** DOCUMENT SECTION **
··········

Patrick: ‘I want to take your picture. Also, everyone else’s.’

Math: ‘I am out of my head with want for your bikechain-thin, Scandinavian, Grove-Press-interning girlfriend.’

I return to Brooklyn with a mystic list that has mostly little to do with Patrick and whatever her name was

but when I get back, I start taking the F to 2 Ave, Patrick’s stop. I wander the LES for hours at a time. For a living, I write term papers and college admissions essays. I have little sense of purpose, but an incredible amount of free time.

Lower East:

Around Halloween, renovations begin on a café on the southeast corner of Houston and Allen. It sits under a billboard on which American Apparel has some really long-ass lease.

***
In October I start to draw. I’m not yet obsessed with titles, but will be soon.

***

In November a sign reading ‘Live Animal’ appears in the dusty café window. I don’t take a picture of it.

***

On December 12 I get hired on-the-spot at this American Apparel location, about 4 doors down from the café, which gets christened ‘Sugar’ and opens on my second day of work. It has cute employees and bland, expensive food. I work nonstop, the Christmas retail thing, til I fly to the west coast around December 22 for a long-planned trip.

***

In the song ‘The Killing Moon’ by Echo + the Bunnymen, the chorus begins, ‘Fate up against your will, through the thick and thin.’ While Echo+tB are not really one of my favorite bands [sorry D], that lyric is the best metaphor I have for describing how, ideally, I want a title to function. The fate is the title, and the will is the work it names. Ontologically the work and title are equal, and they are balanced against each other.

A work’s ideal title is, of course, not its fate, but it is like its fate. The title is ‘up against’ the work because it illuminates something not fully present in the work alone. The work resists this illumination- coyly, forcefully, winkingly, whatever- but it resists it, by nature, because it cannot fully include it.

The title is also ‘up against’ the work the way I’m up against my apartment door when I decide I want to hear my boyfriend fuck others; when I lean on the plywood, cupping my hand around my ear. The title is propped up against the work like I am propped up against the door. The title tries always to hear what is on the other side of the work. The title knows only the future, but trying to make itself relevant in the present, it gets a major hard-on.

***

In San Francisco around New Year’s, I hit my alltime fave museum, SFMOMA, and find a book in the gift shop called Beautiful People with Beautiful Feelings. It’s by an L.A. artist named Donny Miller, whose work I’ve never seen [it wasn’t/isn’t in SFMOMA outside the gift shop].

I’d call Donny basically a sloganist in the vein of Barbara Kruger. He also reminds me, to a degree, of Raymond Pettibon, Jenny Holzer, and Patrick O’Dell. His work is not as good as that of any of the artists I just named or am about to name, but I think it could be one day. Anyway, Donny’s work is not precisely ‘titled’, but the majority of his pieces consist of an image and a set of words. Art like this is important to me because I spend so much emotional, intellectual and sexual energy on thinking up titles. [Half the time when I am jerking off, I am trying to think up titles.] Donny’s works are really deliberately and literally worded. This is super meaningful for me because so many of my favorite visual artists were really lazy titlists. Mapplethorpe used mostly basic names of subjects, Warhol the same. Lichtenstein and Oldenberg [from whom Donny draws visually], same shit. Haring, almost all untitled, which I get frustrated trying to reconcile.

··········

** DATA BLOCK **

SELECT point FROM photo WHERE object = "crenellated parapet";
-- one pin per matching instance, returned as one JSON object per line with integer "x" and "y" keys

··········

** YOUR TASKS **
1) Answer from the essay:
(a) What does the narrator write for a living after returning to Brooklyn?
(b) What name is the café on Houston and Allen given?
(c) Where does the narrator find the book Beautiful People with Beautiful Feelings?
2) Repeat word for word the part of the essay from "I return to" up to and including "really long-ass lease.".

** ANSWER LIST **
1)
(a) Term papers and college admissions essays.
(b) 'Sugar'.
(c) In the gift shop at SFMOMA in San Francisco.

2)
I return to Brooklyn with a mystic list that has mostly little to do with Patrick and whatever her name was

but when I get back, I start taking the F to 2 Ave, Patrick’s stop. I wander the LES for hours at a time. For a living, I write term papers and college admissions essays. I have little sense of purpose, but an incredible amount of free time.

Lower East:

Around Halloween, renovations begin on a café on the southeast corner of Houston and Allen. It sits under a billboard on which American Apparel has some really long-ass lease.